▶ [Exercise]
Switch "cloud" to "sky" in the entries running from the line with "Can you find the cloud in" through the end, leaving everything else unchanged. Give back only those lines.

--- START OF Input data ---

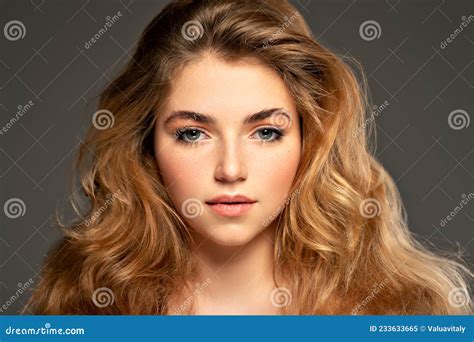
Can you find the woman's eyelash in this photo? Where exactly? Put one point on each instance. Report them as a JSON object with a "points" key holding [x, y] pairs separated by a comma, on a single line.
{"points": [[180, 134]]}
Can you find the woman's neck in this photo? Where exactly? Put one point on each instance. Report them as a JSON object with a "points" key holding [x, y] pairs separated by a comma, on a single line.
{"points": [[235, 280]]}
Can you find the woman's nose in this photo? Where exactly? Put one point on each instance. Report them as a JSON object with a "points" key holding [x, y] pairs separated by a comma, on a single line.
{"points": [[230, 165]]}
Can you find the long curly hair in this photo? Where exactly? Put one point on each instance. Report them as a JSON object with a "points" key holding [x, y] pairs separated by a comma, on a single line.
{"points": [[342, 242]]}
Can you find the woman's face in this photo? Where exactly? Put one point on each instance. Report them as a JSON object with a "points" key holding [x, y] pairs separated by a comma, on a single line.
{"points": [[228, 129]]}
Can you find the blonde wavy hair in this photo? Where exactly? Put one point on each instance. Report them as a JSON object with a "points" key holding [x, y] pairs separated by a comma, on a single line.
{"points": [[342, 243]]}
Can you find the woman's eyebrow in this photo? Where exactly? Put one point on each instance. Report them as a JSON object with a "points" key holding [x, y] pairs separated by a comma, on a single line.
{"points": [[209, 119]]}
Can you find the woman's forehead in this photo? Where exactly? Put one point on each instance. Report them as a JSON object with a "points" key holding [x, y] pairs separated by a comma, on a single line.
{"points": [[221, 89]]}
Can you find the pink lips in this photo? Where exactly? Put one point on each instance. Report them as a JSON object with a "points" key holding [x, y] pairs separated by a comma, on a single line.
{"points": [[231, 205]]}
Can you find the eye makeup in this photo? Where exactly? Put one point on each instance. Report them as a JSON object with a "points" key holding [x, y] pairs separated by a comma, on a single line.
{"points": [[186, 135]]}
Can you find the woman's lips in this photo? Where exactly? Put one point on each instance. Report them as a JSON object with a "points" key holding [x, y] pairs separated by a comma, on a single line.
{"points": [[231, 209]]}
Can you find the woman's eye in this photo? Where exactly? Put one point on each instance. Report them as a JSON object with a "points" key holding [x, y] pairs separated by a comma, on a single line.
{"points": [[188, 135], [269, 134]]}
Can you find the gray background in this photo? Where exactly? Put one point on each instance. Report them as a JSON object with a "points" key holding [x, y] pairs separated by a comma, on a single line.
{"points": [[431, 162]]}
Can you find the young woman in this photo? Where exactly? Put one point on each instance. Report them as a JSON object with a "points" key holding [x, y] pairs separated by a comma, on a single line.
{"points": [[228, 174]]}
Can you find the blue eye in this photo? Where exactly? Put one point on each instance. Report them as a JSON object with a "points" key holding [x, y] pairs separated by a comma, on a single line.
{"points": [[187, 135], [270, 134], [190, 135]]}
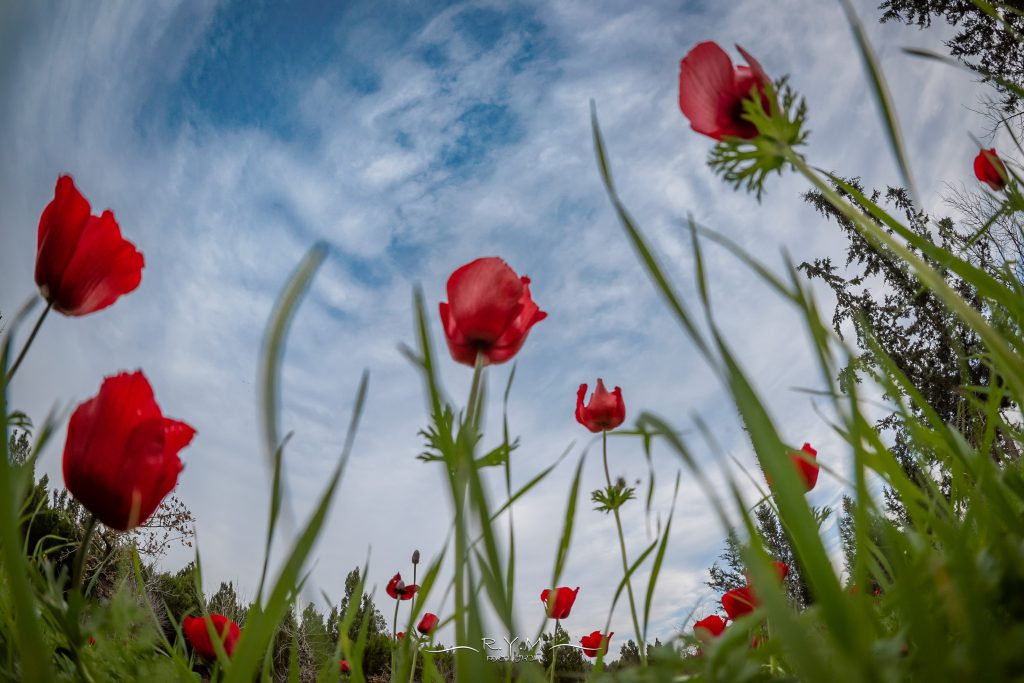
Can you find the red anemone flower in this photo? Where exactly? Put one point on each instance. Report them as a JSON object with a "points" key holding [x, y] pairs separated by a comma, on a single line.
{"points": [[427, 624], [488, 311], [738, 601], [121, 457], [594, 642], [989, 169], [396, 589], [709, 628], [604, 412], [807, 465], [561, 605], [197, 631], [712, 91], [82, 262]]}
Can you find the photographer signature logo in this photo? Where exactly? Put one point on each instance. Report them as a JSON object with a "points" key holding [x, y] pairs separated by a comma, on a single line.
{"points": [[511, 650]]}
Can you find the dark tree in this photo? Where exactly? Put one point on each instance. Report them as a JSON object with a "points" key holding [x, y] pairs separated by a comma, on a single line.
{"points": [[982, 42], [731, 572], [367, 609], [570, 664], [878, 297]]}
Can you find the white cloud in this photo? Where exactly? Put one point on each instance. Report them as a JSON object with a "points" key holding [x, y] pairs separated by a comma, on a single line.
{"points": [[224, 213]]}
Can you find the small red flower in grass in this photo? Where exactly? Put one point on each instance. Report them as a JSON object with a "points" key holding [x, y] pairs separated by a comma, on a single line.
{"points": [[709, 628], [427, 624], [82, 262], [738, 601], [596, 642], [989, 169], [806, 462], [396, 589], [197, 631], [488, 310], [712, 91], [121, 456], [604, 412], [561, 604]]}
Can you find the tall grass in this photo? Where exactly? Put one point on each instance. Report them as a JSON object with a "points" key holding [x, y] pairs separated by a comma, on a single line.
{"points": [[951, 582]]}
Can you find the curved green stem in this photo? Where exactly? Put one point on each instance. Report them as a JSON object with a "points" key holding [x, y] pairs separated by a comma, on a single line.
{"points": [[460, 482], [626, 563], [28, 343], [554, 651]]}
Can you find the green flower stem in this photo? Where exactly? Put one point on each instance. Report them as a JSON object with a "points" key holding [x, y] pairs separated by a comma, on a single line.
{"points": [[412, 672], [554, 651], [28, 343], [83, 550], [412, 603], [460, 482], [394, 632], [622, 547]]}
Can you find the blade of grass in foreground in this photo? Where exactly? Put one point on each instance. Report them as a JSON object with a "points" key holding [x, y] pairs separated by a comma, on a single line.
{"points": [[263, 620], [272, 353], [35, 654]]}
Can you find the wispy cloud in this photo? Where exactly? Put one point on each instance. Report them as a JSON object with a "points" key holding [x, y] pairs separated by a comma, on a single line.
{"points": [[413, 139]]}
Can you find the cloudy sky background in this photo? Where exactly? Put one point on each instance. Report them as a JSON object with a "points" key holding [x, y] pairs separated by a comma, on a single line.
{"points": [[413, 137]]}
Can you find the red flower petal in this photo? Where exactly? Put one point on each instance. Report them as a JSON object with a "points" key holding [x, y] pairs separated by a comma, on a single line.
{"points": [[198, 633], [427, 624], [605, 411], [83, 263], [807, 465], [484, 298], [596, 642], [738, 601], [709, 628], [563, 601], [712, 91], [489, 311], [118, 461], [59, 227], [989, 169]]}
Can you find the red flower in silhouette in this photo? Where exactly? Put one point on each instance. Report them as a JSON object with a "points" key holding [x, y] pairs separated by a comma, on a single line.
{"points": [[989, 169], [427, 624], [604, 412], [709, 628], [396, 589], [594, 642], [82, 262], [712, 91], [199, 635], [738, 601], [561, 605], [488, 310], [121, 457]]}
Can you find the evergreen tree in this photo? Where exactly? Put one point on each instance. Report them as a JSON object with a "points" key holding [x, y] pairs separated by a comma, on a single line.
{"points": [[940, 355], [982, 42]]}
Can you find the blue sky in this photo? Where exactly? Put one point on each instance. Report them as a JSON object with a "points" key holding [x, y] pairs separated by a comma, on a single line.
{"points": [[413, 137]]}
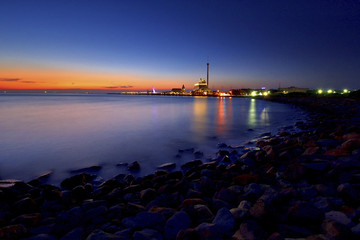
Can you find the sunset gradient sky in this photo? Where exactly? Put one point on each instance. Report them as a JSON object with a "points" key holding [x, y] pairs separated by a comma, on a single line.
{"points": [[137, 45]]}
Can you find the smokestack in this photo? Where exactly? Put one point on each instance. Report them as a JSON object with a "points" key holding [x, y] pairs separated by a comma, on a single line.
{"points": [[207, 76]]}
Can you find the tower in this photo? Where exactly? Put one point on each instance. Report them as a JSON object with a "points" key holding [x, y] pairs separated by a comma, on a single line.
{"points": [[207, 76]]}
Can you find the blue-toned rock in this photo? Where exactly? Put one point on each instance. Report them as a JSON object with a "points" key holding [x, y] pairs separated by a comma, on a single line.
{"points": [[100, 235], [179, 221], [147, 234], [224, 220]]}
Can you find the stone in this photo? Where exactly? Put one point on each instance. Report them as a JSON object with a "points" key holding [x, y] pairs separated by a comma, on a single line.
{"points": [[179, 221], [145, 220], [147, 234], [339, 217], [208, 231], [224, 220], [191, 164], [134, 166], [13, 232], [167, 166], [336, 230], [77, 233], [249, 230], [303, 213], [100, 235]]}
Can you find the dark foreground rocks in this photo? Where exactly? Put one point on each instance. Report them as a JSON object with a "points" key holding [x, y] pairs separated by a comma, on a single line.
{"points": [[302, 185]]}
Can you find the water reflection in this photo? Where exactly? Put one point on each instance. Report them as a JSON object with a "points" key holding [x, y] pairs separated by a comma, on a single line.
{"points": [[252, 113], [200, 116], [224, 115]]}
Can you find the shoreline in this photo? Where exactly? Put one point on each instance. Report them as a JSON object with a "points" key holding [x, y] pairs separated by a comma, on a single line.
{"points": [[291, 185]]}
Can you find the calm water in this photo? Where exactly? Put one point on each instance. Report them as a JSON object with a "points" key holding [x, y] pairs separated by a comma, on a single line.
{"points": [[66, 132]]}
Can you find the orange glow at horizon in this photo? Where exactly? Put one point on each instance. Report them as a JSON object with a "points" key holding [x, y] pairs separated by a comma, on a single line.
{"points": [[28, 79]]}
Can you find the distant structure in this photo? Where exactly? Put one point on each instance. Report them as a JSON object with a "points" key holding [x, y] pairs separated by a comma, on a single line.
{"points": [[202, 87], [293, 89]]}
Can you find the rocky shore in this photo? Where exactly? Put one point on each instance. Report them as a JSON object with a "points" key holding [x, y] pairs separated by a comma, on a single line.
{"points": [[303, 185]]}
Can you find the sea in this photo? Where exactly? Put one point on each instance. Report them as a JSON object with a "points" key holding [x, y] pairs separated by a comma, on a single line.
{"points": [[62, 133]]}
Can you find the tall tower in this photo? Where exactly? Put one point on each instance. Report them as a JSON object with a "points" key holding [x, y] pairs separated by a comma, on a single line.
{"points": [[207, 76]]}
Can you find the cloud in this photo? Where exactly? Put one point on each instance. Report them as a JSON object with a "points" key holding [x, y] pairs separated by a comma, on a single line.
{"points": [[9, 79], [28, 82]]}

--- END OF Input data ---

▶ [Reply]
Can you find the sky in this photo? Where exactly? Put one point on each instance. Report them as a JSON object with a "points" key holding [x, y] pairs separated by a comma, on a single line.
{"points": [[9, 79], [28, 82]]}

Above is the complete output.